* Try it
Wherever pictures occur in the entries below, leave them out and retype the rest exactly.

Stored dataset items
+ + + +
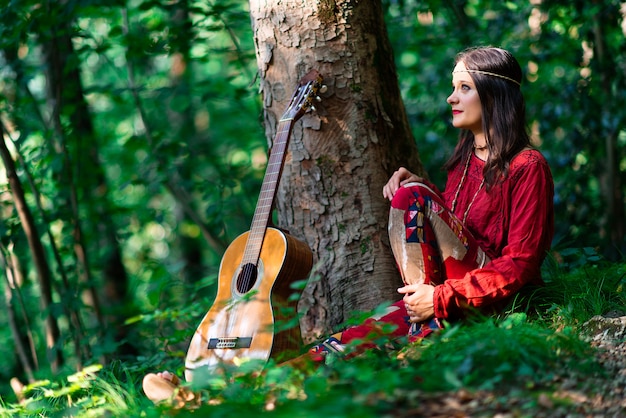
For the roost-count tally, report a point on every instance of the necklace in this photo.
(458, 189)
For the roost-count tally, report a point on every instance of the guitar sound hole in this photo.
(247, 278)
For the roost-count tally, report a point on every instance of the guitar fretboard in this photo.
(265, 203)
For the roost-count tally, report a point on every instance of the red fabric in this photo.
(513, 223)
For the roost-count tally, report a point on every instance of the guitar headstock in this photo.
(302, 99)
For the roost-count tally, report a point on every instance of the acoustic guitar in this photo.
(256, 271)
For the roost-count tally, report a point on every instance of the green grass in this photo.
(523, 349)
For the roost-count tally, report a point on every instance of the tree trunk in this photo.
(330, 194)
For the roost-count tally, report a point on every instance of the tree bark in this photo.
(340, 157)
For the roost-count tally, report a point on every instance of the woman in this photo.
(474, 246)
(479, 242)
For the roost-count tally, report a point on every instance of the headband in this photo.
(488, 73)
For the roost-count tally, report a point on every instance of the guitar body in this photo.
(241, 325)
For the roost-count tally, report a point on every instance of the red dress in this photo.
(513, 223)
(442, 239)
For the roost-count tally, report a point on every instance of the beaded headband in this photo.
(488, 73)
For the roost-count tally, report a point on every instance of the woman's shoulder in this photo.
(528, 157)
(529, 162)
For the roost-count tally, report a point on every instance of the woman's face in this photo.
(465, 102)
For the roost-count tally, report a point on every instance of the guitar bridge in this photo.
(229, 342)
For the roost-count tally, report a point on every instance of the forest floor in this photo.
(575, 395)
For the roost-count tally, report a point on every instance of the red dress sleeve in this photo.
(527, 237)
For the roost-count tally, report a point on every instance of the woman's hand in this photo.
(401, 177)
(418, 300)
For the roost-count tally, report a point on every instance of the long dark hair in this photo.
(503, 111)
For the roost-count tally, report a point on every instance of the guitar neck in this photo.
(269, 187)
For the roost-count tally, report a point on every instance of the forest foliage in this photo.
(133, 132)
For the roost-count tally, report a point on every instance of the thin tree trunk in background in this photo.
(615, 224)
(66, 291)
(183, 125)
(340, 157)
(84, 176)
(11, 294)
(38, 255)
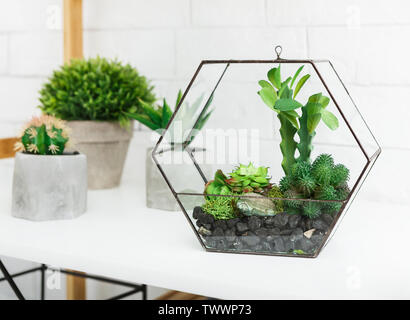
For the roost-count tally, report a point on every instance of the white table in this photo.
(120, 238)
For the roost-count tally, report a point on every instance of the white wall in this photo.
(366, 40)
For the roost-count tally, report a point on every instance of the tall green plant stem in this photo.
(288, 144)
(305, 146)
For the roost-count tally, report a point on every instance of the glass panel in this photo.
(258, 224)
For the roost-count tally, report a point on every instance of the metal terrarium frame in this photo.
(369, 158)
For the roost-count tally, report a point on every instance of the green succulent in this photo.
(285, 183)
(292, 196)
(340, 175)
(281, 98)
(326, 192)
(221, 208)
(245, 179)
(323, 180)
(311, 209)
(95, 89)
(218, 185)
(322, 169)
(275, 192)
(157, 117)
(44, 135)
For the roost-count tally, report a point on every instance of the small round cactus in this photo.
(44, 135)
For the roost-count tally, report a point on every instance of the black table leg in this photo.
(11, 281)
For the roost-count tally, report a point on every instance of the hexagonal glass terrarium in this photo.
(288, 151)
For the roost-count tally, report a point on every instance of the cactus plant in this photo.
(44, 135)
(322, 180)
(283, 102)
(280, 97)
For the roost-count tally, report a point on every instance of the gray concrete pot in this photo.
(105, 144)
(49, 187)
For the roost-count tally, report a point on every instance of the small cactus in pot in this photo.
(63, 194)
(44, 135)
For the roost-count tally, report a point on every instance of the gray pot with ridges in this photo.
(47, 187)
(105, 143)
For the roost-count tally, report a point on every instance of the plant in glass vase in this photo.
(156, 118)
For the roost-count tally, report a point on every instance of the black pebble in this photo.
(266, 246)
(242, 227)
(262, 232)
(286, 232)
(296, 234)
(197, 212)
(269, 221)
(281, 220)
(220, 224)
(251, 239)
(319, 224)
(207, 226)
(230, 235)
(279, 245)
(218, 232)
(294, 221)
(206, 218)
(254, 223)
(274, 231)
(232, 222)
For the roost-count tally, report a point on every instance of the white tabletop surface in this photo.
(119, 237)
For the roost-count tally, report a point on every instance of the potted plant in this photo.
(48, 183)
(156, 118)
(295, 213)
(287, 205)
(96, 97)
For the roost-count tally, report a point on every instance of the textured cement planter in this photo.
(105, 144)
(49, 187)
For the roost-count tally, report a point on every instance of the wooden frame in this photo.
(73, 49)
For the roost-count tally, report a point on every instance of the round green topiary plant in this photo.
(95, 89)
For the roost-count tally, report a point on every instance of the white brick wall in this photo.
(365, 39)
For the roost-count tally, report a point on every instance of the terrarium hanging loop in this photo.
(278, 50)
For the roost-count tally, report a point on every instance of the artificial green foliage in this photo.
(280, 97)
(322, 169)
(274, 192)
(96, 89)
(322, 180)
(243, 179)
(155, 117)
(222, 208)
(218, 185)
(340, 175)
(43, 135)
(312, 209)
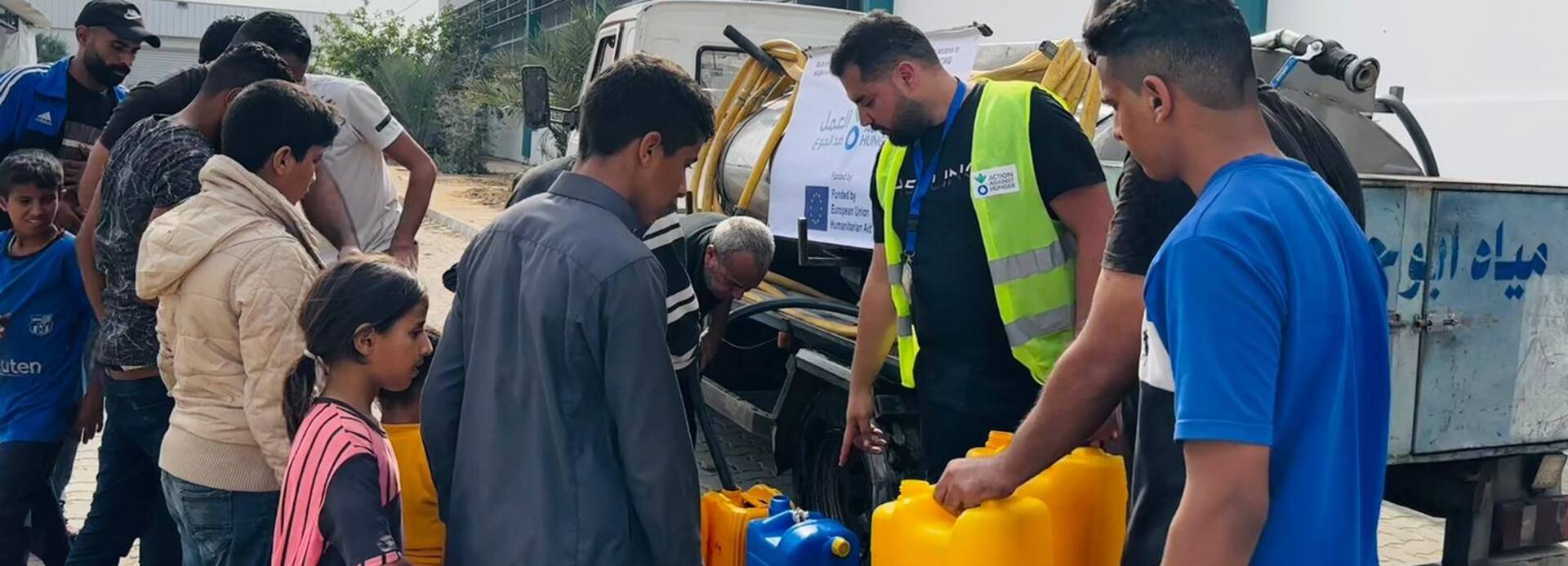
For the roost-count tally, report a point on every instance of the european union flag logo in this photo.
(817, 209)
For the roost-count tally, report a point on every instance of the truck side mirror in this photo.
(535, 96)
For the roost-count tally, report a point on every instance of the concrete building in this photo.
(20, 22)
(179, 24)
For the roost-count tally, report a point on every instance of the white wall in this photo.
(1479, 76)
(1009, 19)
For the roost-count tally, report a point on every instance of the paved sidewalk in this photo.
(1405, 538)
+ + + +
* Output below
For the roost-count tally, report a point on every instance of the necklace in this photo.
(458, 189)
For the roost-count tally, report a point on every instance of the guitar sound hole in this photo.
(247, 278)
For the roost-count tally, report a point on every instance of the guitar fretboard in this photo.
(265, 203)
For the roost-count tally, report a point on every instance of the red fabric in this photo.
(513, 223)
For the roost-count tally, report a point on every instance of the guitar headstock in this photo.
(302, 99)
For the roost-count tally, report a point on every instance of the acoustic guitar in this photo.
(256, 271)
For the roost-count tally, report a point on every instance of the green grass in this photo.
(523, 349)
For the roost-count tally, report a point on every instance of the tree trunk in this photo.
(330, 194)
For the roost-count tally, report a point on every instance of the tree bark in this photo.
(340, 157)
For the roost-count tally, report a point on every instance of the woman in this photo.
(474, 246)
(479, 242)
For the roost-count tally, report a point on every instance of the headband in this photo.
(488, 73)
For the roost-count tally, report a point on every instance of the guitar body in this photo.
(241, 325)
For the roost-count tally, report a point on every instance of the red dress in this photo.
(513, 223)
(442, 239)
For the roost-count tally, report a point on every instance of the beaded headband in this photo.
(488, 73)
For the roost-count tally, report a point on every instance of the woman's shoulder in this photo.
(528, 157)
(529, 162)
For the roost-count tally, report a point on every instance of the woman's face in this photo.
(465, 102)
For the roost-count tally, report a point on every instance of the guitar bridge in this photo.
(229, 342)
For the roost-count tally, report a point on every instance of the forest floor in this photo.
(575, 395)
For the roost-count tally, report a point on every instance of the red dress sleeve in this photo.
(527, 237)
For the roost-count tally, report a point on every instance of the woman's hand in this photo.
(401, 177)
(418, 300)
For the roost-count tally, report a point on every instance of the long dark hair in this photo.
(503, 111)
For the roost-count tally, report a point on every instance of the guitar neck in this photo.
(269, 187)
For the roost-count tally, report a point on every instance of the forest foliage in this photo.
(133, 132)
For the roost-count tally, report a point on every instance of the thin tree trunk in background in this photo.
(615, 224)
(66, 291)
(183, 125)
(340, 157)
(84, 176)
(11, 294)
(38, 255)
For the roost-count tally, report a point on every instance of the white table in this photo.
(120, 238)
For the roost-count tally, report a point on every instance of the white wall in this photo.
(366, 40)
For the roost-count tally, report a point on every instance of the tall green plant stem in this photo.
(288, 144)
(305, 146)
For the roost-count tally, report a point on every instance of the glass panel in this photo.
(258, 224)
For the roost-count tally, report a point on every instance of the metal terrarium frame in this photo.
(369, 158)
For the roost-count tally, report a point on every instance of the green succulent in this photo.
(285, 183)
(292, 196)
(340, 175)
(281, 98)
(326, 192)
(221, 208)
(245, 179)
(323, 180)
(311, 209)
(95, 89)
(218, 185)
(322, 169)
(275, 192)
(157, 117)
(44, 135)
For the roost-count tally, report a point on every instance of the small round cactus in this photo.
(44, 135)
For the roost-count tally, report a point on every instance of the black table leg in this photo.
(11, 281)
For the roost-count tally, report a point on every instance of the hexagonal glass terrarium in this photo.
(288, 151)
For the roost-count tally, report a point on every instance of the cactus plant in this photo.
(44, 135)
(322, 180)
(283, 102)
(280, 97)
For the roost-count tally, report a point on every instance of the gray concrete pot in this photo.
(105, 144)
(49, 187)
For the roost-count tally, report a point on every instance of the small cactus in pot in this photo.
(63, 194)
(44, 135)
For the roost-count tally, report a point on every instance of the gray pot with ridges in this photo.
(47, 187)
(105, 143)
For the roost-count tally, report a point on every instance of the plant in glass vase in this photo.
(156, 118)
For the roost-count tally, report a point on every instance of the black pebble in this photo.
(266, 246)
(242, 227)
(262, 232)
(286, 232)
(296, 234)
(197, 212)
(269, 221)
(281, 220)
(220, 224)
(251, 239)
(319, 224)
(207, 226)
(230, 235)
(279, 245)
(218, 232)
(294, 221)
(206, 218)
(254, 223)
(274, 231)
(232, 222)
For the roost-count tally, report a point on every instance of the white tabletop surface in this photo.
(119, 237)
For the roost-count tally, report a point on every instance of the potted plant in this photo.
(48, 183)
(156, 118)
(295, 213)
(287, 205)
(96, 97)
For the roost-count tally, report a point on every instance of the textured cement planter in this photo.
(105, 144)
(49, 187)
For the roost-count tally, report a point on every instance of the wooden frame in this photo.
(73, 49)
For the roost-count tally, report a point on every instance of the round green topiary plant in this photo.
(95, 89)
For the roost-count tally, report a point on every instance of the white brick wall in this photo.
(365, 39)
For the roost-count tally, report a point on every instance of the terrarium hanging loop in this photo.
(278, 50)
For the roost-count tally, report a point on every instance of the artificial green foliage in this photo.
(280, 97)
(322, 169)
(274, 192)
(96, 89)
(322, 180)
(243, 179)
(155, 117)
(222, 208)
(218, 185)
(340, 175)
(43, 135)
(312, 209)
For the roost-count tally, report a point on every instance of the european union flag logo in this photo.
(817, 209)
For the roost-count tally, report a point on every instance of the truck side mirror in this photo.
(535, 96)
For the roost-count tally, report a point on every instance of the concrete building in this photo.
(20, 22)
(179, 24)
For the roost-count tally, report a point on every instance of the white wall in this photo.
(1479, 76)
(1009, 19)
For the roost-count tally, report a point on every instance of the paved sidewalk in this photo.
(1405, 538)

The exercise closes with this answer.